--- ESTRATTO SCELTO ---
○ ○ ○ ○ ○ ○ ○
Eliminare i voti?/1. Pro e contro

La disputa sull’utilizzo dei voti (intesi come scale numeriche) da parte dei docenti per giudicare il livello di apprendimento raggiunto dai discenti ha un andamento carsico. In questi ultimi mesi e giorni è tornata d’attualità a seguito della decisione del governo Meloni e del ministro Valditara di aggiungere le parole “e del merito” alla denominazione del Ministero dell’istruzione. Scelta interpretata da alcuni come indicativa della volontà del primo governo di Destra-centro di accentuare il carattere selettivo della scuola, invertendo la deriva “facilista” attribuita alla responsabilità del Centro-sinistra.

Dal mondo della scuola giungono segnali contrastanti. Nella scuola primaria il superamento del voto numerico, sostituito dai giudizi descrittivi (avanzato, intermedio, base, in via di prima acquisizione, e relativi descrittori), è stato metabolizzato dagli insegnanti, meno dalle famiglie, che spesso chiedono “a che voto corrisponde il giudizio”, ma si può dire che l’obiettivo di eliminare gli aspetti competitivi o afflittivi della valutazione espressa con i voti sia stato conseguito. Nella scuola media (secondaria di primo grado) i voti in decimi sono stati mantenuti, affiancati da giudizi sintetici di fine quadrimestre e anno, ma con la progressiva scomparsa delle bocciature hanno di fatto perso il carattere selettivo e ansiogeno che avevano negli anni Sessanta di don Milani.
○ ○ ○ ○ ○ ○ ○
--- VOCI ---
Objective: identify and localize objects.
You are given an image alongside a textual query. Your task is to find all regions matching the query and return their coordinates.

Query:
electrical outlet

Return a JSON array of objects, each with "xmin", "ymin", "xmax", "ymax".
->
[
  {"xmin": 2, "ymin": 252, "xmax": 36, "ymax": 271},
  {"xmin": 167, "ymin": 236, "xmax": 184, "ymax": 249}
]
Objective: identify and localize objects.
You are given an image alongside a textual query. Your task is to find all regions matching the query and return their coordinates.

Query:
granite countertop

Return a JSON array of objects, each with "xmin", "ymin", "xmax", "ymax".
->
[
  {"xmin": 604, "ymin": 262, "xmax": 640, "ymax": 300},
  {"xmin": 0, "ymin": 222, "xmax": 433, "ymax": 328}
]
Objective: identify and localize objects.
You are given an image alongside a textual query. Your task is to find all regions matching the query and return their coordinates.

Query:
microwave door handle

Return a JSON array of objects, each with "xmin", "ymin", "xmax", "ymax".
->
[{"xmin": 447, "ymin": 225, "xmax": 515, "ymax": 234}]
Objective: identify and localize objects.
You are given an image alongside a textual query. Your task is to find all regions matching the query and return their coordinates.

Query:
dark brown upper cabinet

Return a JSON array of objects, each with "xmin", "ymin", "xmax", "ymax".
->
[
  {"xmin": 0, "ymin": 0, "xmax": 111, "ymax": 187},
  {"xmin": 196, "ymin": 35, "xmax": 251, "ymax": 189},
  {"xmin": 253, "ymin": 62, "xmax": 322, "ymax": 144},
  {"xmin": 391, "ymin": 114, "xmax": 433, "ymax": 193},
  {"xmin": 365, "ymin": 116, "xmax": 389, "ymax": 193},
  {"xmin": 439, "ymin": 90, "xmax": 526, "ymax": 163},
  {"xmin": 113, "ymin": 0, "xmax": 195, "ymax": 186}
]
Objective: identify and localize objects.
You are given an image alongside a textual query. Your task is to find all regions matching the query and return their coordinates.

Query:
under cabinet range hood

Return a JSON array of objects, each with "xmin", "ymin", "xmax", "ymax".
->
○ ○ ○ ○ ○ ○ ○
--- COMPLETA QUANTO SEGUE ---
1/ Secondo il brano sui voti scolastici, che cosa ha sostituito il voto numerico nella scuola primaria?
2/ Riporta il passo del brano sui voti scolastici che comincia con "Dal mondo della" e finisce con "di don Milani.".
Le righe non hanno alcun legame con il brano sui voti scolastici.

--- ELENCO DELLE RISPOSTE ---
1/ I giudizi descrittivi (avanzato, intermedio, base, in via di prima acquisizione, e relativi descrittori).

2/
Dal mondo della scuola giungono segnali contrastanti. Nella scuola primaria il superamento del voto numerico, sostituito dai giudizi descrittivi (avanzato, intermedio, base, in via di prima acquisizione, e relativi descrittori), è stato metabolizzato dagli insegnanti, meno dalle famiglie, che spesso chiedono “a che voto corrisponde il giudizio”, ma si può dire che l’obiettivo di eliminare gli aspetti competitivi o afflittivi della valutazione espressa con i voti sia stato conseguito. Nella scuola media (secondaria di primo grado) i voti in decimi sono stati mantenuti, affiancati da giudizi sintetici di fine quadrimestre e anno, ma con la progressiva scomparsa delle bocciature hanno di fatto perso il carattere selettivo e ansiogeno che avevano negli anni Sessanta di don Milani.